**Aim**
Count the lines in the records below that contain the string "eiffel", and reply with only that number.

**Dataset**

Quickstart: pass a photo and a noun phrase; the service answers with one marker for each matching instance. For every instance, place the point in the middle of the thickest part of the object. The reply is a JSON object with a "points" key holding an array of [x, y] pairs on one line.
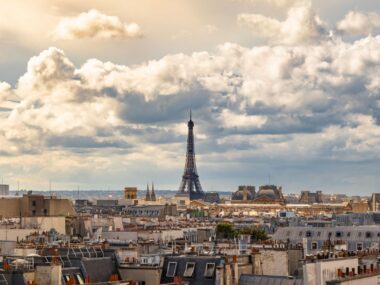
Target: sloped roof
{"points": [[248, 279]]}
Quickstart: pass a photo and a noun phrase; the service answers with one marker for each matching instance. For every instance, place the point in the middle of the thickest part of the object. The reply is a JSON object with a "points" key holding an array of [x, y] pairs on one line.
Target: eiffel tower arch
{"points": [[190, 185]]}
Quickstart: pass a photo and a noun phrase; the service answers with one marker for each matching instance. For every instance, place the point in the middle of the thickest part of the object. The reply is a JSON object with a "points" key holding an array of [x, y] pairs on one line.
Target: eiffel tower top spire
{"points": [[152, 193], [147, 195]]}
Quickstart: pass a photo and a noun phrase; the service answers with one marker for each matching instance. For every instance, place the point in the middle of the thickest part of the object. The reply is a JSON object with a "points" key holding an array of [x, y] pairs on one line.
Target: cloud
{"points": [[301, 26], [5, 92], [289, 102], [94, 24], [358, 23], [276, 3]]}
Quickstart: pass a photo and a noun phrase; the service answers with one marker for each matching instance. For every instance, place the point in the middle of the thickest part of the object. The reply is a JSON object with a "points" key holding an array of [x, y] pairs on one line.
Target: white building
{"points": [[4, 190]]}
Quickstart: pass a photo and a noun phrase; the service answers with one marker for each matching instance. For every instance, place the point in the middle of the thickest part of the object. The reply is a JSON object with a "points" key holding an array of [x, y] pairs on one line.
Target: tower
{"points": [[152, 194], [147, 195], [190, 185]]}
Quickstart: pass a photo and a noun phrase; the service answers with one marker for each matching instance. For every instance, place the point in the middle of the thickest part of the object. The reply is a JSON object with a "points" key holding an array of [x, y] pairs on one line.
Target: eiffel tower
{"points": [[190, 185]]}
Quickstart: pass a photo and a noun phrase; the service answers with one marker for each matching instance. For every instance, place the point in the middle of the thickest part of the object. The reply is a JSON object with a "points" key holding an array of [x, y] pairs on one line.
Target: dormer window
{"points": [[189, 270], [172, 267], [209, 270]]}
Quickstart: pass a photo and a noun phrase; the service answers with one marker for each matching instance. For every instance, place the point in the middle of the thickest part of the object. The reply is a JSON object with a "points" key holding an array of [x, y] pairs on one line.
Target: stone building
{"points": [[374, 202], [270, 194], [4, 190], [244, 194], [308, 197], [31, 205]]}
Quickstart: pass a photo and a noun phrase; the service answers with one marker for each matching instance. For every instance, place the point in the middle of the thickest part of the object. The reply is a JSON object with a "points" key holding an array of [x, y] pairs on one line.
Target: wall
{"points": [[48, 275], [151, 275], [45, 223], [271, 262], [10, 207], [13, 234], [127, 236], [317, 273]]}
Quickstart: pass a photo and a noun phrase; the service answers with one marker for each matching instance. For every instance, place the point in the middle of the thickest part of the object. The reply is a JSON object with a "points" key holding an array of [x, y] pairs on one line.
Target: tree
{"points": [[257, 234], [225, 230]]}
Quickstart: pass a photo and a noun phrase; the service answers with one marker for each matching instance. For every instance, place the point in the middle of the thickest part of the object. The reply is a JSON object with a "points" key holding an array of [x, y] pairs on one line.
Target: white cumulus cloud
{"points": [[301, 26], [94, 24], [358, 23]]}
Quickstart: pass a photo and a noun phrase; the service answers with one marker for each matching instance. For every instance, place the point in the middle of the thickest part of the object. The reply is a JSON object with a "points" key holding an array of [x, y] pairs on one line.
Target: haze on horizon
{"points": [[96, 94]]}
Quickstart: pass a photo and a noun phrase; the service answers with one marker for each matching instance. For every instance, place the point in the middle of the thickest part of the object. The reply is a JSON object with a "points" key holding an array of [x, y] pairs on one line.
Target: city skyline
{"points": [[97, 94]]}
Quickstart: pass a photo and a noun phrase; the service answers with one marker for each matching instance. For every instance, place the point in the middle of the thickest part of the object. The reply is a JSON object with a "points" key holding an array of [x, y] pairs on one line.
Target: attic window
{"points": [[190, 266], [172, 266], [209, 271], [79, 278]]}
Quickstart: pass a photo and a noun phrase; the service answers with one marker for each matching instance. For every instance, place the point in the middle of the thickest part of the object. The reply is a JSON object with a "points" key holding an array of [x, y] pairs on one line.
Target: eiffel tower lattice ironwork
{"points": [[190, 184]]}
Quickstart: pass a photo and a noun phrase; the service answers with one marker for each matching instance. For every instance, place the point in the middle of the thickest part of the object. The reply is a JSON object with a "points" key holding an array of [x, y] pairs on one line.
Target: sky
{"points": [[96, 94]]}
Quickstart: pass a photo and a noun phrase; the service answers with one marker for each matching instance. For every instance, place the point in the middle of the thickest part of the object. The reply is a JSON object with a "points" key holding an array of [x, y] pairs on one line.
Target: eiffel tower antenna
{"points": [[190, 185]]}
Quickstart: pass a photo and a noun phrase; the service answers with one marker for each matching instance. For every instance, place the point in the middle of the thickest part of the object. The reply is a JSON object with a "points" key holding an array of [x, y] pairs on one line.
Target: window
{"points": [[209, 271], [79, 278], [172, 266], [190, 266]]}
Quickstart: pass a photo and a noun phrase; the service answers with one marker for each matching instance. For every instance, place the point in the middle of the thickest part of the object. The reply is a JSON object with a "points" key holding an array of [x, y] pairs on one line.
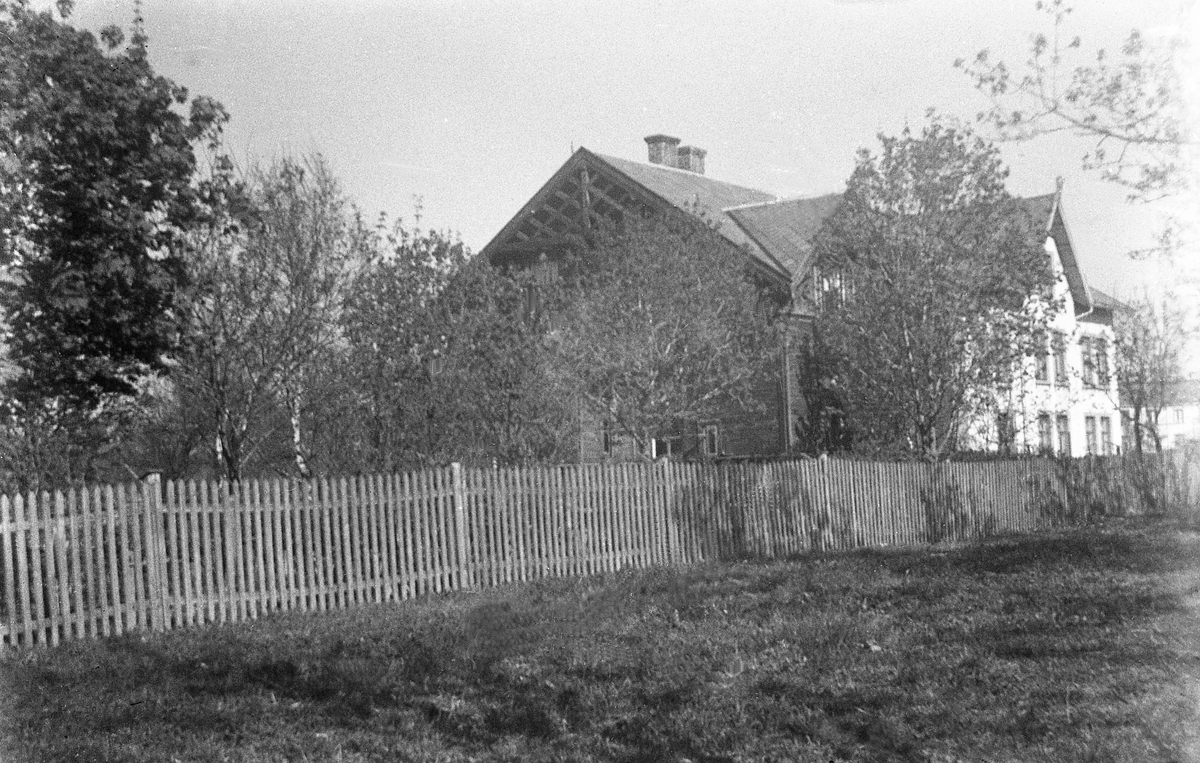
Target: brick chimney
{"points": [[663, 149], [691, 158]]}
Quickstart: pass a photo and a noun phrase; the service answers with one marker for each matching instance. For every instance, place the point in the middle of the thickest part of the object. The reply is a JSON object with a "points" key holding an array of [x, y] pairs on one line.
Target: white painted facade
{"points": [[1065, 401]]}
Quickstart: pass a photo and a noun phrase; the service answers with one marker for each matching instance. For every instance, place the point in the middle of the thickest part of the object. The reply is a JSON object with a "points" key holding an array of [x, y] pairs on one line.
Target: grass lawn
{"points": [[1073, 646]]}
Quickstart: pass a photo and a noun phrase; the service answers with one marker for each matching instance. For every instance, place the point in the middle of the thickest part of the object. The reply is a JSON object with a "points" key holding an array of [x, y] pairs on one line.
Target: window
{"points": [[1090, 433], [1005, 432], [1107, 436], [533, 300], [711, 439], [1059, 348], [1045, 433], [1102, 364], [1087, 354], [1063, 434]]}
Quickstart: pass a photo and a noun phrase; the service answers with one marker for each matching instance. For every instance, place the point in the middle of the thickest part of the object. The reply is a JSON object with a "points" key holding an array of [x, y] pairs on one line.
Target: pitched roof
{"points": [[1099, 299], [693, 192], [777, 232], [785, 228]]}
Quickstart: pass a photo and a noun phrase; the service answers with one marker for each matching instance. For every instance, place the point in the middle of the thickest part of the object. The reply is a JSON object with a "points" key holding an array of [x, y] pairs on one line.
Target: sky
{"points": [[466, 108]]}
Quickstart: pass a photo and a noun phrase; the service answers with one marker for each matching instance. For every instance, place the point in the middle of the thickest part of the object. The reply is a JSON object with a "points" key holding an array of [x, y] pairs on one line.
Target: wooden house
{"points": [[773, 235]]}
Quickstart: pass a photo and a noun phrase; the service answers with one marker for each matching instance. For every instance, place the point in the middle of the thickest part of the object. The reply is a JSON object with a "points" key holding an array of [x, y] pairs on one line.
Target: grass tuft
{"points": [[1071, 646]]}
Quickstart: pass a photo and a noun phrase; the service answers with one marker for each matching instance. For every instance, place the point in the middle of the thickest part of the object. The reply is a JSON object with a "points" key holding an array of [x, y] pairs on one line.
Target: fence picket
{"points": [[7, 568], [119, 558]]}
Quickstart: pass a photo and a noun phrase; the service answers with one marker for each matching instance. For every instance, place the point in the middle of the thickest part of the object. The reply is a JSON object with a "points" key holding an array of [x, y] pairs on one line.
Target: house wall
{"points": [[1072, 397], [755, 430]]}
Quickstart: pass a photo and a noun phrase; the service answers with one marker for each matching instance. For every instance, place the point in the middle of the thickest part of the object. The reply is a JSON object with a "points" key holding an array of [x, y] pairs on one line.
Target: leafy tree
{"points": [[269, 275], [1131, 103], [935, 284], [661, 329], [497, 368], [1150, 341], [96, 169], [391, 418]]}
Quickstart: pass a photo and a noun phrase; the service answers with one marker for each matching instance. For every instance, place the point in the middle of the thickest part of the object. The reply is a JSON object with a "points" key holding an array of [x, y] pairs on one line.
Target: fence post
{"points": [[460, 523], [155, 548], [670, 532]]}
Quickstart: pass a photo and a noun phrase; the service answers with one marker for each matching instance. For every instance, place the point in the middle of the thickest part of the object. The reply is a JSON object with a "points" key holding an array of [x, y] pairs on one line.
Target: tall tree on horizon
{"points": [[935, 286], [96, 170]]}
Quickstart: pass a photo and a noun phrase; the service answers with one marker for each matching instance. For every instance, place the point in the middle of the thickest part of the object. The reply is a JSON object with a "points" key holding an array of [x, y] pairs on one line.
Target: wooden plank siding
{"points": [[108, 559]]}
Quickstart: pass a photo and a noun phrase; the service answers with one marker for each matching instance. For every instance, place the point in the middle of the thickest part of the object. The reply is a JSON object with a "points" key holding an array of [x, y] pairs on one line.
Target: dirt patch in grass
{"points": [[1074, 646]]}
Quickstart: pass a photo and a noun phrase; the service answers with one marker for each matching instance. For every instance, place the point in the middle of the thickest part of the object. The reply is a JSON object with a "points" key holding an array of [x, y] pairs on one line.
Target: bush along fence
{"points": [[106, 560]]}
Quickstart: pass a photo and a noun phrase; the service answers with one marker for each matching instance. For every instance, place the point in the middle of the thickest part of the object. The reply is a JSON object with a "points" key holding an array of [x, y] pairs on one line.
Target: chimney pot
{"points": [[691, 158], [663, 149]]}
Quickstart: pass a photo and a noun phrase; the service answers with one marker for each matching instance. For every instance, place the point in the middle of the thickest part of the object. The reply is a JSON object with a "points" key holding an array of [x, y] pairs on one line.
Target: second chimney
{"points": [[691, 158], [663, 149]]}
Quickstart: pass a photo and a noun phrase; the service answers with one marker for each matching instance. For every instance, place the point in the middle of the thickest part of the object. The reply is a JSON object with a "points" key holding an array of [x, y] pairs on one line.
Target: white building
{"points": [[1066, 398]]}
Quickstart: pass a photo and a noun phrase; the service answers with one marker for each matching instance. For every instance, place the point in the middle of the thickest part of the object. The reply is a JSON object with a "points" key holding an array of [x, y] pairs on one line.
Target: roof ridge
{"points": [[781, 199], [687, 173]]}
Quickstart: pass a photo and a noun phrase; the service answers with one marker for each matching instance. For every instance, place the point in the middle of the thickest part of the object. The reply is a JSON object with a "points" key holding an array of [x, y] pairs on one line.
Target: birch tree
{"points": [[934, 286]]}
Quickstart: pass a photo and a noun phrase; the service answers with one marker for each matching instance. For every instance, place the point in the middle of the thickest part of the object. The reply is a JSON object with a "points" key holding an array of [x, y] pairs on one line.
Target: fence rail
{"points": [[105, 560]]}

**Answer to the task**
5